For those of you who don't know what we're talking about here, a CVR is a constant voltage regulator. It is crude. It is fragile. The way it works is they have this "U" shaped portion with one end of the U going to the gauges and the other end is a contact. That contact sits on another contact, similar to a set of points, and the other contact connects to +12 volts. Wrapped around the arm of the U that has the contact is a winding of fine insulated wire going to ground. When you first connect 12 volts to the thing it is going to feed 12 volts to the gauge, but that's when the function of the wire wrapping the U comes into play. It heats the thing up. This heating causes the U portion to contract and lift one end of the U, the contact end, off the other contact. Voltage to the gauge ceases. As does the voltage to the fine wire. It cools, retracts, and starts to heat again. Rinse and repeat, for ever and ever, amen. The result of this cycle is a voltage ON/OFF swing of about 0-10 volts when all is well. You can adjust the one non-U contact point to add more tension to the U side to increase or decrease the amount of time this thing is in the heat cycle - or putting out voltage. The end goal is an average on-off of about 5 volts to the gauges.
But let me reiterate - these things are crude. Every one I opened up showed shorts in the small wire, burned point contacts, corrosion.
Bottom-line is I need to replace the CVR on the Comet. Then I can trust the temp gauge, and do whatever adjustment to the fuel sender as needed to get it to read the right thing. With the best CVR I had, with the closest adjustment (still irratic) I could make to it - the temp gauge sort of works now, but with 10 gallons of gas in the tank it reads just off empty.
:doh:
Interestingly these parts vary in price from $20 at Dennis Carpenter all the way to $70 at Dearborn Classics. I think I will buy 3 from Carpenter and replace all of them I have - or at least have the two spare that are new.
Jeff W
June 12th, 2013, 12:29 PM
How about the solid state versions? Seems the way to go.
I think john henry said he would make some for around 23 cents - maybe time to check in with him.:rocker:
Luva65wagon
June 12th, 2013, 12:38 PM
I've seen those somewhere, but have not had time to look for them.
I know, it seems this could be done with a simple electronic part and I do recall hearing John mentioning that.

◆ ◆ ◆ ◆

**Exercise task 1**
Extract every line of the records that contains the word "shoulder".
**Exercise task 2**
Write the next part of the forum thread about the constant voltage regulator, starting after its final post.
The records below are unrelated to the forum discussion of the constant voltage regulator.

**Given records**
◆ ◆ ◆ ◆

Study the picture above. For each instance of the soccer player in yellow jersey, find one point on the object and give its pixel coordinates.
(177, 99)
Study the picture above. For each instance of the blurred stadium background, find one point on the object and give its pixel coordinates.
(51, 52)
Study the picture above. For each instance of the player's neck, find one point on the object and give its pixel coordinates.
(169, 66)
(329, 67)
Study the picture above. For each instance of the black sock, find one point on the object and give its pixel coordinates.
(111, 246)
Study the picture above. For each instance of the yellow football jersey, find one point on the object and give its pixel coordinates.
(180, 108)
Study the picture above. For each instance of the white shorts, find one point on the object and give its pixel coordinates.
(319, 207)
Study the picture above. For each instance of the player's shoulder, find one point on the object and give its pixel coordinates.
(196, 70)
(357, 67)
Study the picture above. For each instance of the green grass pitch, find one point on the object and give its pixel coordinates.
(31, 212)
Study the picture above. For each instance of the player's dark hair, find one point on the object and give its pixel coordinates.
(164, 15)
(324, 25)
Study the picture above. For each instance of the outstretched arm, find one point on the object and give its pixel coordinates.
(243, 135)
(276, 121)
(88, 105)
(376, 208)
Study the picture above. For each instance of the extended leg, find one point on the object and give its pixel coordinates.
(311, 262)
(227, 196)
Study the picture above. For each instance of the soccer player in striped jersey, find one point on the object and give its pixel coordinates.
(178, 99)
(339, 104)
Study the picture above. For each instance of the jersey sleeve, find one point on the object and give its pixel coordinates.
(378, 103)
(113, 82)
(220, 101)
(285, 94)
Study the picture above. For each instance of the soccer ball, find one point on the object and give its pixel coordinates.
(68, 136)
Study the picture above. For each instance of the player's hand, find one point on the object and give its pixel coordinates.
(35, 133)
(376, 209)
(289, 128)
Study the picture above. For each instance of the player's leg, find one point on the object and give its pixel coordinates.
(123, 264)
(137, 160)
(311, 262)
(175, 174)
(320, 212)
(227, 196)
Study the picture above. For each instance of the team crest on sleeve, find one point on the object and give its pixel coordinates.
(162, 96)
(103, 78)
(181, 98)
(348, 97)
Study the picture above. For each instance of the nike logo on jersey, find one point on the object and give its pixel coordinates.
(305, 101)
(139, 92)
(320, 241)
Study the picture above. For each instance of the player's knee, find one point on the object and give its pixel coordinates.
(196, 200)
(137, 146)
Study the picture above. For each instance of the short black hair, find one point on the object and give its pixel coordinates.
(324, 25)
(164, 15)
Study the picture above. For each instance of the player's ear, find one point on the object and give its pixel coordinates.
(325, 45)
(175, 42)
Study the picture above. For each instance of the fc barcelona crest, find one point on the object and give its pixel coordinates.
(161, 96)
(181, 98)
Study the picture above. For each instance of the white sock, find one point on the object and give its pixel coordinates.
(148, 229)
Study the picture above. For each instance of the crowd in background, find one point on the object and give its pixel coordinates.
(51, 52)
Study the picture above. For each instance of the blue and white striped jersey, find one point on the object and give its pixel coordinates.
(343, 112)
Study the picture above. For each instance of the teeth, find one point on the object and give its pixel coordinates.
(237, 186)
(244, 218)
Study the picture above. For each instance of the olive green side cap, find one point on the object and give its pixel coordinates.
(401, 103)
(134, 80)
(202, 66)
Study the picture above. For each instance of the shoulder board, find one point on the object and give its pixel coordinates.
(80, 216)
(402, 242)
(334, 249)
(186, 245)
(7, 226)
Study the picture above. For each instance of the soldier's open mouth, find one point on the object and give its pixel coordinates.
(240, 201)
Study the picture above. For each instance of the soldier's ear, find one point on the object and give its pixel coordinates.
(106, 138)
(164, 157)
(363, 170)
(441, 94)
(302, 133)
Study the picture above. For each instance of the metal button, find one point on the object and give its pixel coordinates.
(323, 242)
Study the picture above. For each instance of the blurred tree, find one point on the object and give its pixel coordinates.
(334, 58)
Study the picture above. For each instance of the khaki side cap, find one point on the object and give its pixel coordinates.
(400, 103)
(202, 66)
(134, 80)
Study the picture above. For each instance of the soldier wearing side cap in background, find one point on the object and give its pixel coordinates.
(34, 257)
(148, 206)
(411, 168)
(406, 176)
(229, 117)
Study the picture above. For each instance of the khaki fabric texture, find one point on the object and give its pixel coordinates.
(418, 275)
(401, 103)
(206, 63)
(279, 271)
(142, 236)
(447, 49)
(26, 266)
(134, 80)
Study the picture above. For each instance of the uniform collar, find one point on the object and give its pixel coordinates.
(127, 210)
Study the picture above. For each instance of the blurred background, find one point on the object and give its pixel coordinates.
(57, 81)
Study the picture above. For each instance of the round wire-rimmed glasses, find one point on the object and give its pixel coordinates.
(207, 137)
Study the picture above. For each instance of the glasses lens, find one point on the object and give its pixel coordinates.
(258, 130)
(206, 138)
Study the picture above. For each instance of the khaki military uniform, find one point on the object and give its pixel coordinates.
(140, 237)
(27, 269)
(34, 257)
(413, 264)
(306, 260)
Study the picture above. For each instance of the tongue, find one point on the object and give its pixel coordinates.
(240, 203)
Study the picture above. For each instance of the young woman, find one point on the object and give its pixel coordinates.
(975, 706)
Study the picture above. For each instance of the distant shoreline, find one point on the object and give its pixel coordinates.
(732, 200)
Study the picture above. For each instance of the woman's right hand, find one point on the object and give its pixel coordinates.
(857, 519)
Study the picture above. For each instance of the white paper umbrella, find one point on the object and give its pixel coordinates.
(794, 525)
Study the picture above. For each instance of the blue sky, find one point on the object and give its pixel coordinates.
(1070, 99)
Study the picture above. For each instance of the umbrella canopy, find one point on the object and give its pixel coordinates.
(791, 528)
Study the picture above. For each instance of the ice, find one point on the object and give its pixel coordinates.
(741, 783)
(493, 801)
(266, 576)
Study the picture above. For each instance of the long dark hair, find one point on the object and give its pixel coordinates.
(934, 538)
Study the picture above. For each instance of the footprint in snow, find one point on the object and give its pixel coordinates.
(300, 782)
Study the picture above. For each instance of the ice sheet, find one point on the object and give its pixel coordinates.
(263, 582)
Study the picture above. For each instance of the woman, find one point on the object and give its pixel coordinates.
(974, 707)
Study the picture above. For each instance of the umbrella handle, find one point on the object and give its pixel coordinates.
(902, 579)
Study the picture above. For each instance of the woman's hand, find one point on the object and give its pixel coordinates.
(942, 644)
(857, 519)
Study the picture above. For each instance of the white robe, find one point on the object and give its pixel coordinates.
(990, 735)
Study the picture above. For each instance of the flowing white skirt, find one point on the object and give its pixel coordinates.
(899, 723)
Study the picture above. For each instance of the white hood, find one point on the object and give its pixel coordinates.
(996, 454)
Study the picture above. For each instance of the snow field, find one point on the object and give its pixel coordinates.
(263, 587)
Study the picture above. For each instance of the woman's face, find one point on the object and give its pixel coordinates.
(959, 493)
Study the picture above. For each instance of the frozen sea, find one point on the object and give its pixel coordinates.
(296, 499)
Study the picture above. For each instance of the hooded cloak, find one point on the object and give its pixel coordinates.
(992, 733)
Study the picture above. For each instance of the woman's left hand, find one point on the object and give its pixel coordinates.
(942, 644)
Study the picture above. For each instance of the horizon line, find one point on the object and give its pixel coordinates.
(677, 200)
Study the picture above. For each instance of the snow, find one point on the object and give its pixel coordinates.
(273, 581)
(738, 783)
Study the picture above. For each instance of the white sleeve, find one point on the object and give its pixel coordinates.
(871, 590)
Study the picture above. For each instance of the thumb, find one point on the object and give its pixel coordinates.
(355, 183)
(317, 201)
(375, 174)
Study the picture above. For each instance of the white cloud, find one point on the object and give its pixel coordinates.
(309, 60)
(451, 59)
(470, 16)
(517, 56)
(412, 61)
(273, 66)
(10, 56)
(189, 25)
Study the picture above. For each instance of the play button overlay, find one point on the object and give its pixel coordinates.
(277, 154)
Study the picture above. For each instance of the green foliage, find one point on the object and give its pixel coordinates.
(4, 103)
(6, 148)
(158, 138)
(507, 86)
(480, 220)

◆ ◆ ◆ ◆

**Final answer 1**
Study the picture above. For each instance of the player's shoulder, find one point on the object and give its pixel coordinates.
Study the picture above. For each instance of the shoulder board, find one point on the object and give its pixel coordinates.

**Final answer 2**
Parts already ordered.
falcon cobra
June 12th, 2013, 12:44 PM
I can fix you up with a 5volt regulator that cost a dollar if it will work, it has three pins 12 volts in 5 volts out and a ground ..radio shack has them LM-7805:rocker:..jh
Luva65wagon
June 12th, 2013, 12:46 PM
But have we tried this with our gauges? Is it this "pulsating function" of voltage these gauges use - or a constant 5 volts? If it were as simple as this, could we not be going into business making these?
Luva65wagon
June 12th, 2013, 01:06 PM
http://www.youtube.com/watch?v=SzLifw0W94g
This is a discussion video on creating one of these. Humm... I could build that in 15 minutes too!
Luva65wagon
June 12th, 2013, 01:08 PM
Though I don't know why he didn't just plop it into the same can and use the can as heat sink. Probably enough surface area.
falcon cobra
June 12th, 2013, 01:23 PM
they also make a 6 volt one if 6 volts is needed. I think I have a 6 volt in stock if anyone wants to try it...jh
Luva65wagon
June 12th, 2013, 01:42 PM
This guy used an 8 volt version - why I have not found out. I'd like to fix this before she comes to get the car tonight, but may not get so lucky.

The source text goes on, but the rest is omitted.